Make an exact copy of the records, with the pictures left out.

Provided material:
(begin)

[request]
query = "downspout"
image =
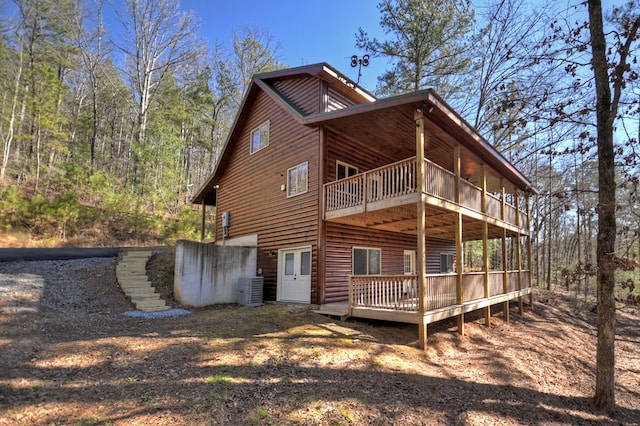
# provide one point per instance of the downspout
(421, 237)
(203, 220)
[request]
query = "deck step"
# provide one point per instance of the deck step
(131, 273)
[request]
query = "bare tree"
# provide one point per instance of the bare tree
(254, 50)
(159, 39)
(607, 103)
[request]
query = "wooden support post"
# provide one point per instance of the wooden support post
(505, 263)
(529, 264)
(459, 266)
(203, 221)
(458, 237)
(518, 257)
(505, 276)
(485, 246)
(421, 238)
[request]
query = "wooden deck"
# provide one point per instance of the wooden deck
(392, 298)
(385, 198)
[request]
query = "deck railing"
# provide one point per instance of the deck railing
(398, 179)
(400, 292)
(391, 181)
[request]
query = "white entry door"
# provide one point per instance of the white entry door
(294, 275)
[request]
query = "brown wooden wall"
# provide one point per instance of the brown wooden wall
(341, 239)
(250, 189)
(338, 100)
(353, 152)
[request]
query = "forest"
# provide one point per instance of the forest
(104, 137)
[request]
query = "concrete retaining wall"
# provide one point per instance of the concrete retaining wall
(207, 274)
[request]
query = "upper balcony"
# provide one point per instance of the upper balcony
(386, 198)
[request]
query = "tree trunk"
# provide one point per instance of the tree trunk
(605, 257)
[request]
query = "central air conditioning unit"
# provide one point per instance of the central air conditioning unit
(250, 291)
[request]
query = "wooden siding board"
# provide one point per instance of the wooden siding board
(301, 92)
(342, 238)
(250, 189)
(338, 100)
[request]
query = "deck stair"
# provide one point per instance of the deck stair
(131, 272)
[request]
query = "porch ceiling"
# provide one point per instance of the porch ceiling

(end)

Full response:
[request]
query = "downspout"
image =
# provide one point per instance of the downspout
(421, 237)
(203, 220)
[request]
query = "deck step"
# provide one point per instance of the deck step
(131, 273)
[request]
query = "bare tree"
# provide one point per instance of the bare tree
(254, 50)
(159, 39)
(607, 103)
[request]
query = "wooden support post"
# provide one point per instance of the wooden support post
(505, 263)
(529, 264)
(459, 266)
(203, 221)
(458, 237)
(518, 257)
(505, 276)
(485, 246)
(421, 238)
[request]
query = "wooden deck"
# provide one point per instance of the wooden deck
(392, 298)
(385, 198)
[request]
query = "deck railing"
# provide one point per instance of the deck railing
(398, 179)
(400, 292)
(391, 181)
[request]
query = "white entry door"
# provide one point per instance of the white entry door
(294, 275)
[request]
query = "brown wooden wall"
# provide one point per instance of the brown wooden wall
(341, 239)
(250, 189)
(338, 100)
(353, 152)
[request]
query = "forest"
# provide one point per instance of the forest
(104, 137)
[request]
query = "concrete retaining wall"
# provide one point per instance of the concrete retaining wall
(207, 274)
[request]
query = "upper balcony"
# provide one point per instance of the upper balcony
(386, 198)
[request]
query = "tree trunk"
# provide one point per instance of the tree trunk
(605, 257)
[request]
query = "central air conditioning unit"
# provide one point per instance of the central air conditioning unit
(250, 291)
[request]
query = "wooden siding board"
# provide one point per instance of the wooden siding board
(301, 92)
(342, 238)
(250, 189)
(338, 100)
[request]
query = "deck stair"
# provide one point per instance of the deck stair
(131, 272)
[request]
query = "porch ceiling"
# provide one point per instance of the porch ceiling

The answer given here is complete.